Point annotation lines:

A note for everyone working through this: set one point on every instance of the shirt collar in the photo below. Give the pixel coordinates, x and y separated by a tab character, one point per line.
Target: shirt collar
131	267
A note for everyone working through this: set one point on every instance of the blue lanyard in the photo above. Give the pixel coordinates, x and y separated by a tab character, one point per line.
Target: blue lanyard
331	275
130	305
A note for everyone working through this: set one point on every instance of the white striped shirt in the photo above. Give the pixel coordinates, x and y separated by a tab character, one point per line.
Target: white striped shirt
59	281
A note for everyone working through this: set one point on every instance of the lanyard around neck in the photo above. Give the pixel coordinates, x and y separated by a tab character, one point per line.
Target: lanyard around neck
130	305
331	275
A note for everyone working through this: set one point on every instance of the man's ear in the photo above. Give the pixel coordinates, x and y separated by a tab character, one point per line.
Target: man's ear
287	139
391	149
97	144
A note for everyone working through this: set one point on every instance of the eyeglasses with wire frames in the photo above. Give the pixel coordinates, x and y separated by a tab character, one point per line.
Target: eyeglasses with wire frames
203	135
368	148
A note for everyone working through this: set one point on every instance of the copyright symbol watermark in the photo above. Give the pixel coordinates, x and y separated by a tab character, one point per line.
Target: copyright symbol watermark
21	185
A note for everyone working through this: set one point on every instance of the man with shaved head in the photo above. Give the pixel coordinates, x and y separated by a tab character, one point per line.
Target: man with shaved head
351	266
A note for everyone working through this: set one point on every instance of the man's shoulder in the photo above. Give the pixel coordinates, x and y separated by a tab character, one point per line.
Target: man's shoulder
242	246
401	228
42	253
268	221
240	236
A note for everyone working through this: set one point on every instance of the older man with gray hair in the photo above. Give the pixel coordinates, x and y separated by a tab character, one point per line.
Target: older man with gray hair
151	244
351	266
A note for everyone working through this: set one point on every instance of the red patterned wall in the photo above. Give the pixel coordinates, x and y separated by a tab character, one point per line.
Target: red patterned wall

• **WRITTEN PROBLEM**
Please render the lines from the one containing "the red patterned" through the last line as a Markdown table with the columns n and Line, numbering each row and leaving out blank lines.

• **EXERCISE OUTPUT**
| n | Line |
|---|---|
| 1 | A note for everyone working through this: set one point on every instance of the red patterned wall in the photo above. Give the pixel coordinates, x and y separated by a tab character, one point per line. |
| 2 | Target: red patterned wall |